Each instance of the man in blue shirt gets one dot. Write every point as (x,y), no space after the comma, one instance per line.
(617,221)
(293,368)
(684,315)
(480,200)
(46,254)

Instructions to follow - Put each line of the listing above into a JSON list of strings, one string per line, and leave out blank lines.

Expected answer -
[
  "Each instance of the man in blue shirt gets one dot. Write every point as (x,y), no space after the comma, one instance per line.",
  "(617,221)",
  "(293,368)",
  "(684,315)",
  "(480,200)",
  "(46,254)"
]